→ PROBLEM REQUIREMENTS
Everything from the line that contains "Could you please indicate the man wearing flat" to the end of the listing below, both ends included, is to be transcribed word for word, and nothing else.
──────
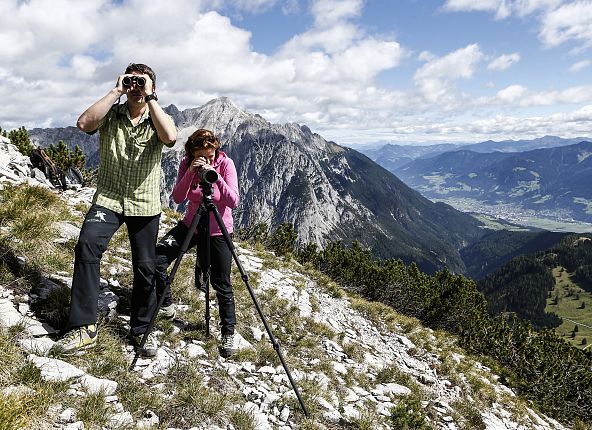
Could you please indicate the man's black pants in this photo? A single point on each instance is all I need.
(168, 249)
(99, 227)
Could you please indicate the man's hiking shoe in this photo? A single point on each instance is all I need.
(227, 346)
(78, 339)
(150, 347)
(168, 312)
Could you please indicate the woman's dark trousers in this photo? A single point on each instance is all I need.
(168, 249)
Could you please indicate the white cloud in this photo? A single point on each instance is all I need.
(499, 127)
(253, 6)
(499, 7)
(504, 61)
(328, 12)
(436, 79)
(571, 21)
(511, 94)
(580, 65)
(561, 21)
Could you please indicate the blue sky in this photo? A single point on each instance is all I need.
(354, 71)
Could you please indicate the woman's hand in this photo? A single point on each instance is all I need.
(198, 163)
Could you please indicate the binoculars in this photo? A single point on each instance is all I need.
(129, 80)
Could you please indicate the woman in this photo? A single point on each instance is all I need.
(202, 151)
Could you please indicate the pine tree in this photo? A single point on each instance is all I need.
(20, 138)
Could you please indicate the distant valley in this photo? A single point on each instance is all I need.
(544, 187)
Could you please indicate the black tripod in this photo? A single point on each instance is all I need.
(203, 211)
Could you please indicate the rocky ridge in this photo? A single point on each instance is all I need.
(350, 389)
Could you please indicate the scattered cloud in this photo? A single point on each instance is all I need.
(330, 74)
(503, 62)
(560, 21)
(435, 80)
(580, 65)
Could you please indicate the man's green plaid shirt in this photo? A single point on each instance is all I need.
(129, 174)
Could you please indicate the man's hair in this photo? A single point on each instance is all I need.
(142, 68)
(201, 139)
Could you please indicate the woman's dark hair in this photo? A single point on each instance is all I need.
(141, 68)
(201, 139)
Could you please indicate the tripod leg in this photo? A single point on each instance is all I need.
(184, 246)
(245, 279)
(206, 269)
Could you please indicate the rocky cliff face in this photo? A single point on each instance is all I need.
(289, 174)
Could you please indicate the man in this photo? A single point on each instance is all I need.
(131, 139)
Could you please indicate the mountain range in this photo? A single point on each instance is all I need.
(393, 156)
(328, 192)
(554, 180)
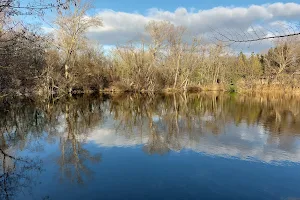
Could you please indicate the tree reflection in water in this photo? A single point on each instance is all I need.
(163, 123)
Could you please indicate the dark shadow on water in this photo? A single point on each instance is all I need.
(162, 123)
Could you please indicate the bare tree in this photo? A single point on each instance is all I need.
(73, 25)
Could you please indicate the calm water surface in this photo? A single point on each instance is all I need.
(205, 146)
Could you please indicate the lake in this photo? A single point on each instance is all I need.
(196, 146)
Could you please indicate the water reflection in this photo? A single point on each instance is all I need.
(248, 127)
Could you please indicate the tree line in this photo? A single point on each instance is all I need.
(66, 62)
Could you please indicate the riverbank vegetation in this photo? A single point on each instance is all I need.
(67, 62)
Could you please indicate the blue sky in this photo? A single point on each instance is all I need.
(142, 6)
(126, 20)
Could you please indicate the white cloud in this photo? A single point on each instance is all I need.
(121, 27)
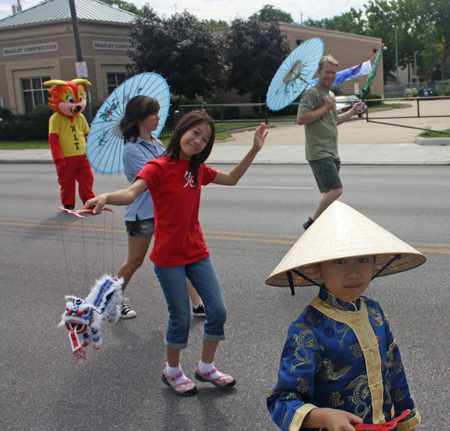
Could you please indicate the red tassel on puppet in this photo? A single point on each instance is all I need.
(83, 317)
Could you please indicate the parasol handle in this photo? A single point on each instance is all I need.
(312, 86)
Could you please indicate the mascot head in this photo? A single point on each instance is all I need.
(68, 97)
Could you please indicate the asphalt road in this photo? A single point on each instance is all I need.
(46, 254)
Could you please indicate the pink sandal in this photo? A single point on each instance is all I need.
(186, 388)
(224, 381)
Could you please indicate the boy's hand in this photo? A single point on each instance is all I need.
(331, 419)
(96, 204)
(329, 103)
(260, 136)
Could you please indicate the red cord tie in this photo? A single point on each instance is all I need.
(379, 427)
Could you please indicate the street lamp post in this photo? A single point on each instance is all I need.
(76, 35)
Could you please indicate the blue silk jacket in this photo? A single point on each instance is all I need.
(341, 355)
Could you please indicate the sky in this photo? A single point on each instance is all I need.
(227, 10)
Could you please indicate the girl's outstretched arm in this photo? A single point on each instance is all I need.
(236, 173)
(119, 197)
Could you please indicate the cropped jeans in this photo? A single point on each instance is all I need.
(204, 279)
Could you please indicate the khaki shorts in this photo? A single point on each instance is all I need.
(140, 228)
(326, 173)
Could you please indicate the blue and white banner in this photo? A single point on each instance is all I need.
(351, 73)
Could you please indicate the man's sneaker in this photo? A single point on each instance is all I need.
(127, 312)
(308, 223)
(223, 381)
(199, 311)
(186, 388)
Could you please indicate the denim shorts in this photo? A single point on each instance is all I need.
(326, 173)
(140, 228)
(204, 279)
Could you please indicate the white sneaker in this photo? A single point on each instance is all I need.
(127, 312)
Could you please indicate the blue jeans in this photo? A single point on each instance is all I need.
(204, 279)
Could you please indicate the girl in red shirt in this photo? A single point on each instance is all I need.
(180, 251)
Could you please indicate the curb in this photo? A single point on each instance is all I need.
(432, 141)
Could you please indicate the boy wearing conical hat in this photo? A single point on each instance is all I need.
(340, 365)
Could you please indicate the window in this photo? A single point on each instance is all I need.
(34, 92)
(114, 80)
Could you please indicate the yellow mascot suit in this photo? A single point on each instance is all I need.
(68, 130)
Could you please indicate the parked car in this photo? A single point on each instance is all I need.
(344, 103)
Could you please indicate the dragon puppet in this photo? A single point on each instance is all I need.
(68, 130)
(83, 317)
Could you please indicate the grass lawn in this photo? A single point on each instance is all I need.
(44, 144)
(430, 134)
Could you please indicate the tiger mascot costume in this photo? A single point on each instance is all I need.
(68, 130)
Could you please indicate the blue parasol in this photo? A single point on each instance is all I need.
(104, 144)
(294, 74)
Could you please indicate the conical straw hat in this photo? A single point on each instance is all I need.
(342, 232)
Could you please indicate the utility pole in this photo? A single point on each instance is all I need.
(415, 69)
(76, 35)
(396, 56)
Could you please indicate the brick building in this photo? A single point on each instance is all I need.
(37, 44)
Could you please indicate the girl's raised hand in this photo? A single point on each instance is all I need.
(260, 136)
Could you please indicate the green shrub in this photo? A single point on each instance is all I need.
(5, 113)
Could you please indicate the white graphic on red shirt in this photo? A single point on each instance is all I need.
(190, 180)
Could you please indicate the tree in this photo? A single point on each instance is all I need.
(181, 49)
(212, 23)
(400, 24)
(439, 16)
(269, 13)
(254, 50)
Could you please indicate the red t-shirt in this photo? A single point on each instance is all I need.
(176, 202)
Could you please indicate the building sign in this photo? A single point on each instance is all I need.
(81, 68)
(31, 49)
(115, 46)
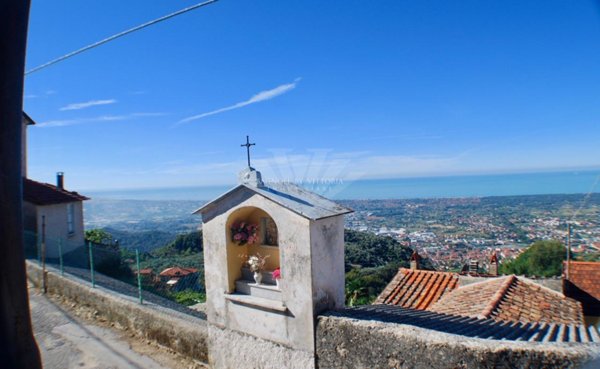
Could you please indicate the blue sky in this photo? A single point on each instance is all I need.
(334, 89)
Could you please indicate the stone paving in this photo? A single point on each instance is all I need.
(66, 342)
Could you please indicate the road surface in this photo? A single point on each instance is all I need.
(68, 342)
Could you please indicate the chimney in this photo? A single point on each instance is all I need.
(493, 270)
(60, 180)
(414, 260)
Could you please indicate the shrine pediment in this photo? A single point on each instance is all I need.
(288, 195)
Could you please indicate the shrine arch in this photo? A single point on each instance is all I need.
(266, 243)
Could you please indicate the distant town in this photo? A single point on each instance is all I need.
(450, 232)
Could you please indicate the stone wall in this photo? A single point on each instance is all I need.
(186, 335)
(357, 344)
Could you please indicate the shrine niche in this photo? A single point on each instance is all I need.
(252, 232)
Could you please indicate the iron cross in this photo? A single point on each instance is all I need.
(248, 144)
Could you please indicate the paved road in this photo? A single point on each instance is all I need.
(66, 342)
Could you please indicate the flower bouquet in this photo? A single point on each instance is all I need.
(276, 276)
(257, 264)
(244, 233)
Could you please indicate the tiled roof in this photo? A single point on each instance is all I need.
(472, 327)
(417, 289)
(583, 284)
(177, 272)
(510, 299)
(46, 194)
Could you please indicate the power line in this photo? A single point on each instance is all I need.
(120, 34)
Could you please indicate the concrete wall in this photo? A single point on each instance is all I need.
(327, 254)
(187, 336)
(363, 344)
(56, 227)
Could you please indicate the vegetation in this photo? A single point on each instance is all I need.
(541, 259)
(188, 297)
(371, 262)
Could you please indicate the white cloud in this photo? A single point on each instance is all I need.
(103, 118)
(78, 106)
(259, 97)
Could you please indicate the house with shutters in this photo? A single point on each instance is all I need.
(50, 210)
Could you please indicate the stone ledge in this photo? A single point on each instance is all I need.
(350, 343)
(257, 302)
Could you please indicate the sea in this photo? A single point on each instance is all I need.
(539, 183)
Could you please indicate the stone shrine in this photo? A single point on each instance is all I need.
(266, 323)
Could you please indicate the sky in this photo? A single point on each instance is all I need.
(340, 90)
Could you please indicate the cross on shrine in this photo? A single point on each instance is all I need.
(248, 144)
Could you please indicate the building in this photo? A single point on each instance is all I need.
(581, 281)
(297, 231)
(54, 212)
(417, 289)
(510, 298)
(506, 298)
(177, 278)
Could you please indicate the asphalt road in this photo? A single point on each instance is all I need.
(67, 342)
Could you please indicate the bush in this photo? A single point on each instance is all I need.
(541, 259)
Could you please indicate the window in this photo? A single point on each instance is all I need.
(71, 218)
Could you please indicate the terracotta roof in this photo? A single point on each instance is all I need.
(583, 285)
(46, 194)
(510, 298)
(417, 289)
(460, 327)
(177, 272)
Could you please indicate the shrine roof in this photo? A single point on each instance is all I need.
(291, 196)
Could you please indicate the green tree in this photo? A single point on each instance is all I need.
(542, 259)
(99, 236)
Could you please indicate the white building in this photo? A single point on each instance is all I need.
(54, 211)
(260, 325)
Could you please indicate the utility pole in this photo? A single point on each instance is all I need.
(568, 249)
(18, 348)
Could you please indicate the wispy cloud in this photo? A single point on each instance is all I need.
(103, 118)
(78, 106)
(259, 97)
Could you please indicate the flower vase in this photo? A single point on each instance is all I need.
(258, 277)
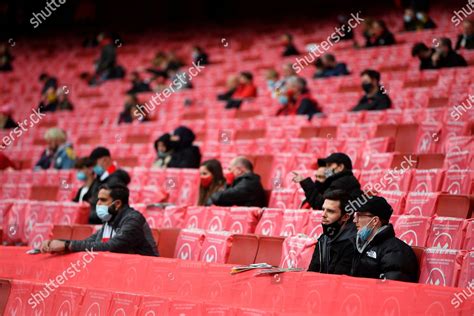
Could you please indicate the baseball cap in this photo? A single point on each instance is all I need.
(339, 158)
(378, 206)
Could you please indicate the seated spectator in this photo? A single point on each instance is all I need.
(6, 120)
(106, 67)
(379, 35)
(131, 112)
(138, 84)
(231, 84)
(326, 66)
(199, 56)
(59, 154)
(163, 151)
(424, 54)
(339, 176)
(106, 172)
(379, 254)
(6, 163)
(374, 98)
(300, 101)
(244, 187)
(124, 230)
(245, 90)
(334, 250)
(272, 78)
(446, 57)
(212, 180)
(48, 82)
(413, 21)
(185, 154)
(344, 20)
(6, 58)
(49, 101)
(290, 49)
(63, 103)
(85, 174)
(466, 38)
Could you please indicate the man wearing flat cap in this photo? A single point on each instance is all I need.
(339, 176)
(379, 254)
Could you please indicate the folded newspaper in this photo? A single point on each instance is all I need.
(253, 266)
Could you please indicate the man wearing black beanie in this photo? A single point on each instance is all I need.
(379, 254)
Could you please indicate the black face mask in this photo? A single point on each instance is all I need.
(333, 229)
(367, 87)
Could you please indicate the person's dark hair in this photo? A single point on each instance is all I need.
(330, 57)
(218, 180)
(418, 48)
(118, 191)
(338, 195)
(247, 75)
(84, 162)
(446, 42)
(43, 76)
(373, 74)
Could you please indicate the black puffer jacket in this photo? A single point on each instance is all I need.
(132, 235)
(386, 257)
(246, 190)
(343, 180)
(335, 255)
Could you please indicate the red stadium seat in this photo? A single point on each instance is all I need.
(244, 249)
(269, 250)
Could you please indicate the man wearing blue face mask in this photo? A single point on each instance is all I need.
(106, 173)
(379, 254)
(124, 229)
(85, 175)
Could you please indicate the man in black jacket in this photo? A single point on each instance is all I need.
(106, 173)
(375, 96)
(379, 254)
(125, 230)
(338, 176)
(185, 154)
(335, 248)
(243, 188)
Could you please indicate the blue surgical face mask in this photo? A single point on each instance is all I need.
(103, 211)
(283, 99)
(81, 176)
(98, 170)
(329, 172)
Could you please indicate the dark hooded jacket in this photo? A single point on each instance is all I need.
(335, 255)
(185, 154)
(343, 180)
(386, 257)
(132, 235)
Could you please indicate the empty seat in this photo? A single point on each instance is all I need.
(269, 250)
(244, 249)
──────
→ RESPONSE BELOW
Could you please indicate the man wearing flat cap in this photo? A single point on each instance is all I need.
(339, 176)
(379, 254)
Could you please indicate the folded newspaper in this photo? A single point on each instance is all I need.
(253, 266)
Could you please indicate the man wearing black beanie in this photo? A single point on each instance is all I need.
(379, 254)
Could you please indicate the black face mask in this photo? A single point on each instance is all I need.
(333, 229)
(367, 87)
Could you please indicate the person's dark hair in this photo? A single point on each instance is all I need.
(330, 57)
(218, 180)
(418, 48)
(118, 191)
(338, 195)
(247, 75)
(84, 162)
(446, 42)
(43, 76)
(373, 74)
Could you please indicate the black puffer jacket in this photo? A single point on each instance is all I need.
(132, 235)
(386, 257)
(246, 190)
(343, 180)
(335, 255)
Could you please indicate the red stadium seat in this photo? A single point on each instance is all I need.
(244, 249)
(269, 250)
Could you please indicate the man wearing blue face mask in this photo? A single point on each instance is all I need.
(106, 173)
(379, 254)
(124, 229)
(85, 175)
Could you please indicate the man in black jacket in this photo? A single point on each instance is all I need.
(106, 173)
(375, 96)
(379, 254)
(125, 230)
(338, 176)
(185, 154)
(335, 248)
(243, 188)
Could you please indicate the blue surgical face mask in this photo? A single point on each instance is all I need.
(103, 211)
(283, 99)
(81, 176)
(98, 170)
(329, 172)
Could you please indicate the dark hooded jacket in this photo? A single point on each instance is all I need.
(335, 255)
(185, 154)
(343, 180)
(386, 257)
(132, 235)
Could you please indicate the empty seat in this photo? A single point on each instance is all I need.
(269, 250)
(244, 249)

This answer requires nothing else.